The task: Carry over every line, requests included, from the line containing "Highlight-reel tagging: indicate the tree foliage" through the end of the records, adding 52 to each x and y coordinate in the answers.

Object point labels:
· · · · ·

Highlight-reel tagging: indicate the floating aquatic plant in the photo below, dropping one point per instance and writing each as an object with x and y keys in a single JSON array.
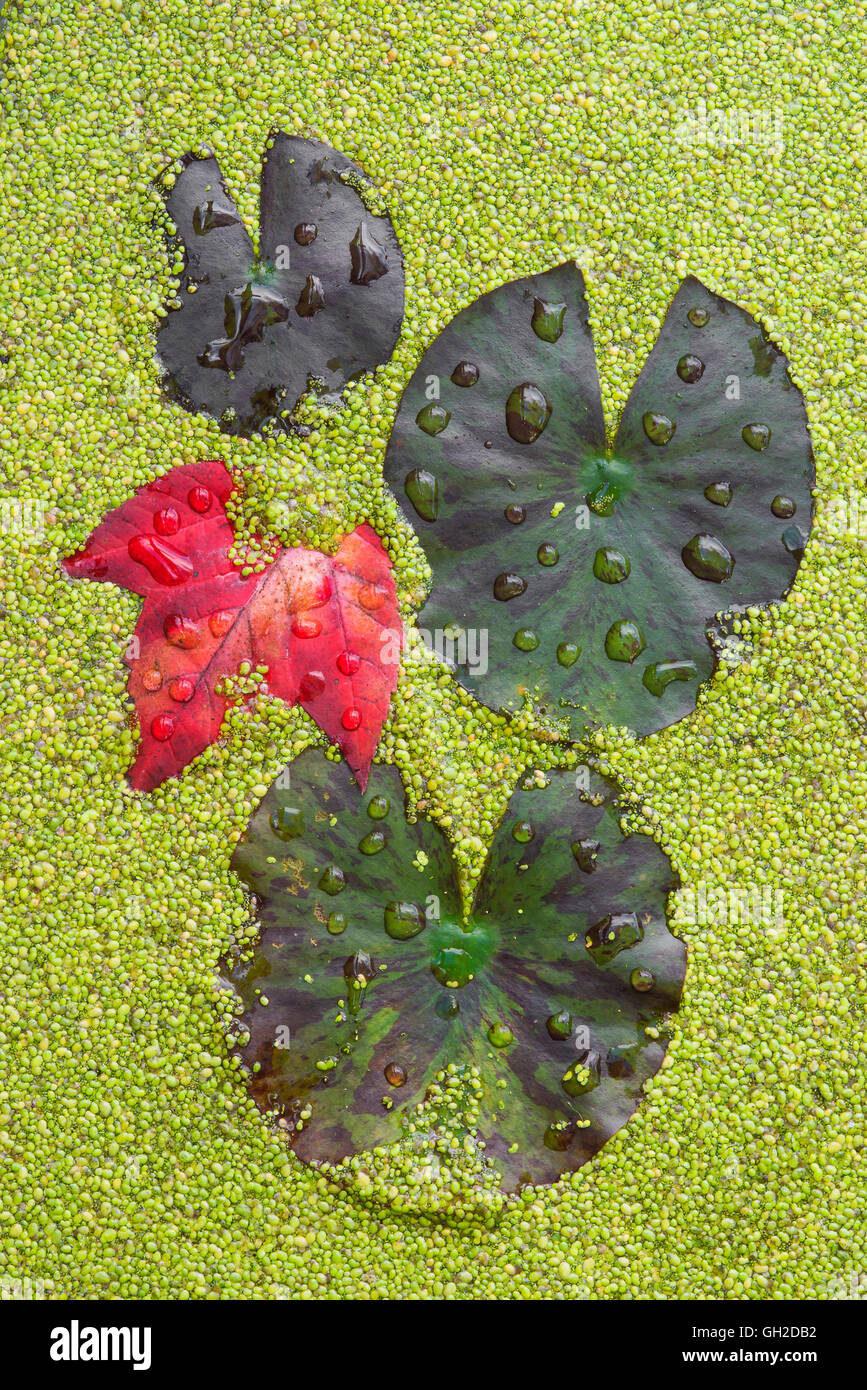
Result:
[
  {"x": 370, "y": 979},
  {"x": 596, "y": 571},
  {"x": 320, "y": 296}
]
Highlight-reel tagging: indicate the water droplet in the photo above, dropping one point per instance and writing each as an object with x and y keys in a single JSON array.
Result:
[
  {"x": 182, "y": 688},
  {"x": 221, "y": 623},
  {"x": 707, "y": 558},
  {"x": 403, "y": 920},
  {"x": 199, "y": 498},
  {"x": 332, "y": 880},
  {"x": 527, "y": 413},
  {"x": 757, "y": 437},
  {"x": 719, "y": 492},
  {"x": 509, "y": 587},
  {"x": 548, "y": 320},
  {"x": 163, "y": 727},
  {"x": 659, "y": 428},
  {"x": 373, "y": 843},
  {"x": 161, "y": 560},
  {"x": 795, "y": 540},
  {"x": 286, "y": 823},
  {"x": 612, "y": 936},
  {"x": 368, "y": 260},
  {"x": 624, "y": 641},
  {"x": 582, "y": 1075},
  {"x": 466, "y": 374},
  {"x": 423, "y": 492},
  {"x": 432, "y": 419},
  {"x": 311, "y": 298},
  {"x": 182, "y": 631},
  {"x": 167, "y": 521},
  {"x": 689, "y": 369},
  {"x": 349, "y": 663},
  {"x": 453, "y": 968},
  {"x": 610, "y": 566},
  {"x": 585, "y": 854},
  {"x": 568, "y": 653},
  {"x": 311, "y": 685},
  {"x": 782, "y": 506},
  {"x": 560, "y": 1026}
]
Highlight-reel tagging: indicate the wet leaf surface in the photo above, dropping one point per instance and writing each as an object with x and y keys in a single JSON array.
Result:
[
  {"x": 595, "y": 573},
  {"x": 374, "y": 982}
]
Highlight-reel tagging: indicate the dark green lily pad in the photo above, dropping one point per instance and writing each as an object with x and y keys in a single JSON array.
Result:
[
  {"x": 596, "y": 573},
  {"x": 323, "y": 298},
  {"x": 556, "y": 987}
]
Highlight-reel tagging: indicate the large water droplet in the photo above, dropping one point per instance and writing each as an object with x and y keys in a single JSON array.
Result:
[
  {"x": 548, "y": 320},
  {"x": 527, "y": 413},
  {"x": 707, "y": 558}
]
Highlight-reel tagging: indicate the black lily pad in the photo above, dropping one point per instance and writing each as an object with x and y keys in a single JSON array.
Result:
[
  {"x": 557, "y": 986},
  {"x": 595, "y": 574},
  {"x": 323, "y": 299}
]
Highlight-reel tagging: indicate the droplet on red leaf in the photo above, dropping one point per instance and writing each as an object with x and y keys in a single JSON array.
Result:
[{"x": 161, "y": 560}]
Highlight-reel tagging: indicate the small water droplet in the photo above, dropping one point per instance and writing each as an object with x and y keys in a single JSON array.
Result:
[
  {"x": 756, "y": 435},
  {"x": 782, "y": 506},
  {"x": 163, "y": 727},
  {"x": 466, "y": 374},
  {"x": 689, "y": 369},
  {"x": 160, "y": 559},
  {"x": 182, "y": 631},
  {"x": 568, "y": 653},
  {"x": 367, "y": 256},
  {"x": 373, "y": 843},
  {"x": 527, "y": 413},
  {"x": 432, "y": 419},
  {"x": 719, "y": 492},
  {"x": 167, "y": 521},
  {"x": 548, "y": 320},
  {"x": 332, "y": 880},
  {"x": 403, "y": 920},
  {"x": 311, "y": 298},
  {"x": 707, "y": 558},
  {"x": 423, "y": 492},
  {"x": 624, "y": 641},
  {"x": 286, "y": 823},
  {"x": 509, "y": 587},
  {"x": 610, "y": 566},
  {"x": 659, "y": 428}
]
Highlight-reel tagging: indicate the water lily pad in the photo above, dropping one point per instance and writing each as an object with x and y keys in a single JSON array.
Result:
[
  {"x": 614, "y": 560},
  {"x": 321, "y": 296},
  {"x": 556, "y": 986}
]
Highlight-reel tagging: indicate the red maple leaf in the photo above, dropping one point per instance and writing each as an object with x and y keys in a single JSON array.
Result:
[{"x": 325, "y": 627}]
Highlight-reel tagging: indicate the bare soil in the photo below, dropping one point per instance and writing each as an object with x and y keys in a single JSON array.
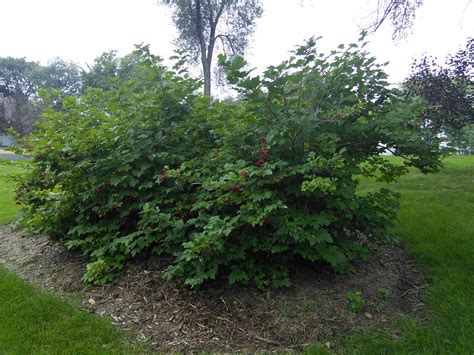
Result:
[{"x": 220, "y": 317}]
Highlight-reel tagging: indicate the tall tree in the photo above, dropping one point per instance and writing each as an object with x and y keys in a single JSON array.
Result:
[
  {"x": 18, "y": 89},
  {"x": 62, "y": 75},
  {"x": 19, "y": 83},
  {"x": 206, "y": 26},
  {"x": 400, "y": 13}
]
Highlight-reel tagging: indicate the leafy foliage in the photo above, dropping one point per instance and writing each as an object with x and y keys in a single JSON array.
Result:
[
  {"x": 246, "y": 190},
  {"x": 447, "y": 91},
  {"x": 213, "y": 25},
  {"x": 20, "y": 81}
]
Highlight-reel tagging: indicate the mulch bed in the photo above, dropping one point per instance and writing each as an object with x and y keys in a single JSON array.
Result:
[{"x": 220, "y": 317}]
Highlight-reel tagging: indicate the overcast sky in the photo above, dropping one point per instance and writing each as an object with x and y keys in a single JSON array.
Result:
[{"x": 82, "y": 30}]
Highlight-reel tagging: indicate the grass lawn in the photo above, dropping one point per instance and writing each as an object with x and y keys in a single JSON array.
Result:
[
  {"x": 436, "y": 226},
  {"x": 34, "y": 322}
]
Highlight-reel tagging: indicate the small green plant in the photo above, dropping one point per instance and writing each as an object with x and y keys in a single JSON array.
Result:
[
  {"x": 383, "y": 293},
  {"x": 355, "y": 302}
]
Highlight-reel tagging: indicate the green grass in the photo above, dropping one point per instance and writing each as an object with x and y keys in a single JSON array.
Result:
[
  {"x": 34, "y": 322},
  {"x": 436, "y": 226}
]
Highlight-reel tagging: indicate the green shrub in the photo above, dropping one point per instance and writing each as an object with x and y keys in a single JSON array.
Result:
[{"x": 245, "y": 190}]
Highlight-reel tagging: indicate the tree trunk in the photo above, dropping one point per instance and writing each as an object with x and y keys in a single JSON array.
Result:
[
  {"x": 206, "y": 66},
  {"x": 205, "y": 60}
]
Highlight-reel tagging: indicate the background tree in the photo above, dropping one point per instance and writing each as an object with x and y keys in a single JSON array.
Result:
[
  {"x": 400, "y": 13},
  {"x": 208, "y": 25},
  {"x": 18, "y": 89},
  {"x": 20, "y": 81},
  {"x": 63, "y": 75},
  {"x": 447, "y": 90}
]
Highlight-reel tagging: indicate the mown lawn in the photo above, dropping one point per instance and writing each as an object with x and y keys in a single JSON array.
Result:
[
  {"x": 34, "y": 322},
  {"x": 436, "y": 226}
]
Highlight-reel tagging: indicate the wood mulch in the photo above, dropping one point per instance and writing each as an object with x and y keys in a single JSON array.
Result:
[{"x": 220, "y": 317}]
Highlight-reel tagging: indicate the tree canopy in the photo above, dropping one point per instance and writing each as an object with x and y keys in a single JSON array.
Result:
[
  {"x": 447, "y": 90},
  {"x": 207, "y": 26}
]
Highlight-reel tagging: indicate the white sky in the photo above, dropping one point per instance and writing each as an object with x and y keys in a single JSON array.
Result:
[{"x": 81, "y": 30}]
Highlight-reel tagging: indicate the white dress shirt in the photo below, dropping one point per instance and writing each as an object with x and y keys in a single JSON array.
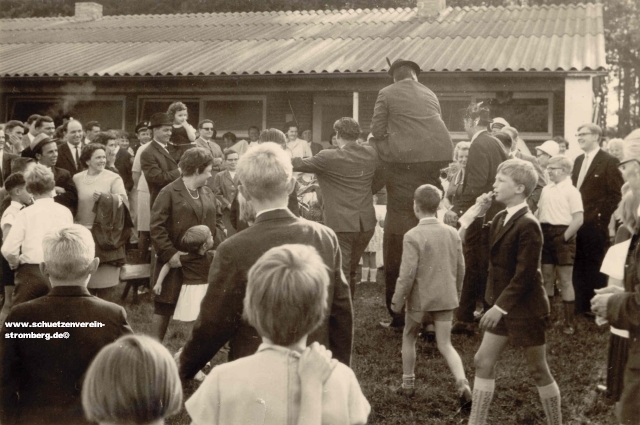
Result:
[{"x": 28, "y": 230}]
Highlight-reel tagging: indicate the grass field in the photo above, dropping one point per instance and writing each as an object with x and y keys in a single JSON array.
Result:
[{"x": 578, "y": 364}]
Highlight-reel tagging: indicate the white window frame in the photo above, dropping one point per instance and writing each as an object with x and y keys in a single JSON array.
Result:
[
  {"x": 456, "y": 135},
  {"x": 81, "y": 98},
  {"x": 477, "y": 97},
  {"x": 240, "y": 133}
]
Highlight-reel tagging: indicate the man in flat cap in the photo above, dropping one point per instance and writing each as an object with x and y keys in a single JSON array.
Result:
[{"x": 413, "y": 144}]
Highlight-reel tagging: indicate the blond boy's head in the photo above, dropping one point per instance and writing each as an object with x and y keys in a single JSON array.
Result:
[
  {"x": 265, "y": 172},
  {"x": 515, "y": 181},
  {"x": 286, "y": 296}
]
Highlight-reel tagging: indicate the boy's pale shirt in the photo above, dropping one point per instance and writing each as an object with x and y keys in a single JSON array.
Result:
[{"x": 265, "y": 388}]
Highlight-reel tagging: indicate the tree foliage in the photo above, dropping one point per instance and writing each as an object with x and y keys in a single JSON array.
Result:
[{"x": 621, "y": 23}]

· · · · ·

Response to this exercise:
Highlight-reel tagging: indicate the tree foliage in the photo above, dropping one point per instance and writing each as an object with x and y keys in a single JSON array.
Result:
[{"x": 673, "y": 75}]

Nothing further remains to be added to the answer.